In terms of accounting, Cost of Goods Sold (COGS) refers to the direct costs associated with the production of the goods sold by a company.

As per this definition of cost of goods sold, it includes the cost of the materials used in production, the cost of the labour used to produce the goods, and the cost of any other direct expenses item which is associated with the production of the goods. COGS does not include indirect expenses, such as marketing or administrative costs.

The calculation of COGS is essential for two main reasons. First, it is used to determine the gross profit amount of a company, which is the difference between the revenue generated from the sale of goods and the cost of producing those goods. Gross profit is a significant metric for assessing the financial health of a company. Second, the COGS calculation is used in the determination of tax liability. The cost of goods sold is deducted from a company's revenue in order to calculate taxable income.

Additionally, the creditors and investors who are the company's stakeholders may find these two data of COGS and Gross Profit, to be very helpful in determining the percentage of revenues that can be used by the business to pay for its operating expenses.

What is the Cost of Goods Sold Formula?

The cost of goods sold or COGS is determined using the following formula:

COGS = Inventory at the Beginning of the year + Net Purchases - Closing Inventory at the end of the year.

The value of inventory at the beginning of the year is really the end of the previous year as stated in the balance sheet from the prior year. The total cost of any purchases, less any Purchase Returns, is known as Net Purchases. Additionally, all raw materials, components, and goods bought from other parties within the reporting period are included in the purchases completed during that period. The value of the raw materials and finished items in stock at the end of the year is referred to as the Closing inventory for that reporting year.

Example for Calculating the Cost of Goods Sold

Let's take an example to explain better the formula of the Cost of Goods sold mentioned above.

ABC Ltd. is a company in the printing and packaging industry. According to the year 2019-2020, the company has ₹10,00,000 of inventory on hand at the end of the year. Further, in the year 2020-2021, it spends ₹25,00,000 on various raw materials, components and inventory items during the year. Additionally, it is mentioned in the 2020-2021's balance sheet of ABC Ltd. that it has ₹8,00,000 of inventory on hand at the end of the year. What was its cost of goods sold during the year 2020-2021?

So at first, by analyzing the formula and this question, we must identify our key components.

That is,

Inventory at the beginning of the year 2020-2021 = ₹10,00,000. Net Purchases of the year 2020-2021 = ₹25,00,000. Closing Inventory of the year 2020-2021 = ₹8,00,000.

So, as per the formula -

Cost of Goods Sold for the year 2020-2021 = ₹10,00,000 + ₹25,00,000 - ₹8,00,000.

COGS for the year 2020-2021 = ₹27,00,000.

How to Calculate Cost of Goods Sold Using Different Methods?

Depending on the inventory costing method a company uses, the cost of the goods sold will be valued. However, there are a few important things to keep in mind. First, it is important to properly account for any discounts or allowances that are given on the sale of goods. Second, it is important to properly account for the cost of any inventory that is sold but not yet produced (such as work-in-progress inventory). Finally, it is important to properly account for any freight or shipping costs that are incurred in the sale of goods.

*-*-*

*Aim of the task*: Return the portion of the cost of goods sold passage starting with "ABC Ltd. is" and going on through "2020-2021 = ₹8,00,000.", copied word for word.

*-*-*

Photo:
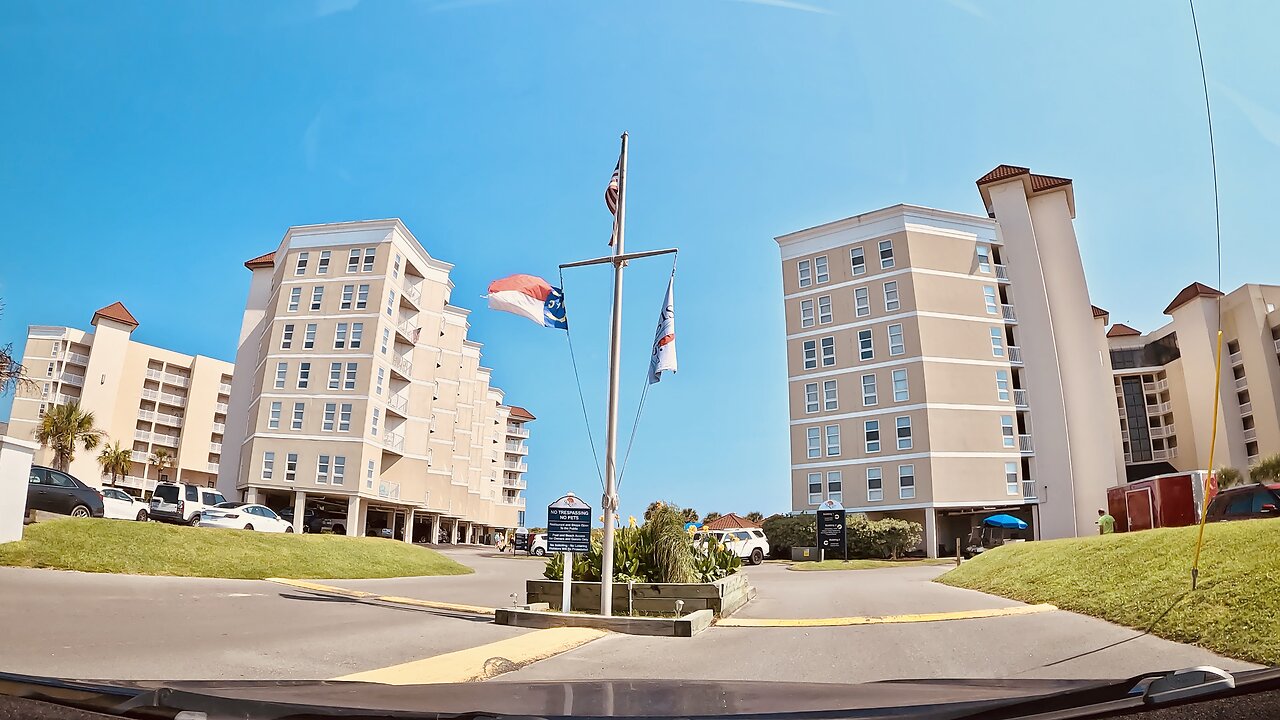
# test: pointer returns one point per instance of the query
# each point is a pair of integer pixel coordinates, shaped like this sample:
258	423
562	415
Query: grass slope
156	548
1143	580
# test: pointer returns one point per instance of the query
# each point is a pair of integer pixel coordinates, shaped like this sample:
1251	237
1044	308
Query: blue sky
149	149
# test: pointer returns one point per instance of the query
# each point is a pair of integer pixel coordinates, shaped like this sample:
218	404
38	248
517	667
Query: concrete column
931	532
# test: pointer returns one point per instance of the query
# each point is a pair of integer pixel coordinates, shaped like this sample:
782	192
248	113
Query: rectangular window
906	482
904	432
869	390
901	393
865	351
988	297
874	484
810	354
805	273
891	301
886	254
856	260
862	302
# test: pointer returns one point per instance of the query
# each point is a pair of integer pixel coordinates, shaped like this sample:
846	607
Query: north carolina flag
531	297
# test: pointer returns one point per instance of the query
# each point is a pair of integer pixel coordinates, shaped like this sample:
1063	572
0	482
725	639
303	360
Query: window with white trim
901	392
905	482
874	484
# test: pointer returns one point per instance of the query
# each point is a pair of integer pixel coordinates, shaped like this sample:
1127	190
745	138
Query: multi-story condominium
146	397
359	393
928	367
1164	382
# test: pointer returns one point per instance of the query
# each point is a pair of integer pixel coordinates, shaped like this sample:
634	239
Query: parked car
120	505
750	543
54	491
1246	502
182	502
243	516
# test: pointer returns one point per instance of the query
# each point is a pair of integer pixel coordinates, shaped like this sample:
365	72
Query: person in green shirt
1106	523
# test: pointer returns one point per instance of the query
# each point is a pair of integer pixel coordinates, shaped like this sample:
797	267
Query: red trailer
1162	501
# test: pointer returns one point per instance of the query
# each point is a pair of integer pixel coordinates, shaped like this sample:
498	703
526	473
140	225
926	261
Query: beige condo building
928	374
146	397
1164	382
357	392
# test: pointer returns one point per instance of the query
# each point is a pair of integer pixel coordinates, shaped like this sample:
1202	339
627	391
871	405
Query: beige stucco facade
359	391
145	397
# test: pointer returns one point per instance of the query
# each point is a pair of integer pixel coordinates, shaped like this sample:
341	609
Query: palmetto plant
115	460
63	428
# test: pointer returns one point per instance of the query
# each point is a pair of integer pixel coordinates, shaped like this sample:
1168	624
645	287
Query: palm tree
115	460
161	459
63	428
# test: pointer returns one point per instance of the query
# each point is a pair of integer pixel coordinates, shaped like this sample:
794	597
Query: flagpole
609	502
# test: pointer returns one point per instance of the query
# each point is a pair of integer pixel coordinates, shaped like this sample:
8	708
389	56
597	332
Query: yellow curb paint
392	598
483	661
882	619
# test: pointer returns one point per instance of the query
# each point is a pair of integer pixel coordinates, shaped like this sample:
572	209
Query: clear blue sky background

*-*-*

*Written answer*:
ABC Ltd. is a company in the printing and packaging industry. According to the year 2019-2020, the company has ₹10,00,000 of inventory on hand at the end of the year. Further, in the year 2020-2021, it spends ₹25,00,000 on various raw materials, components and inventory items during the year. Additionally, it is mentioned in the 2020-2021's balance sheet of ABC Ltd. that it has ₹8,00,000 of inventory on hand at the end of the year. What was its cost of goods sold during the year 2020-2021?

So at first, by analyzing the formula and this question, we must identify our key components.

That is,

Inventory at the beginning of the year 2020-2021 = ₹10,00,000. Net Purchases of the year 2020-2021 = ₹25,00,000. Closing Inventory of the year 2020-2021 = ₹8,00,000.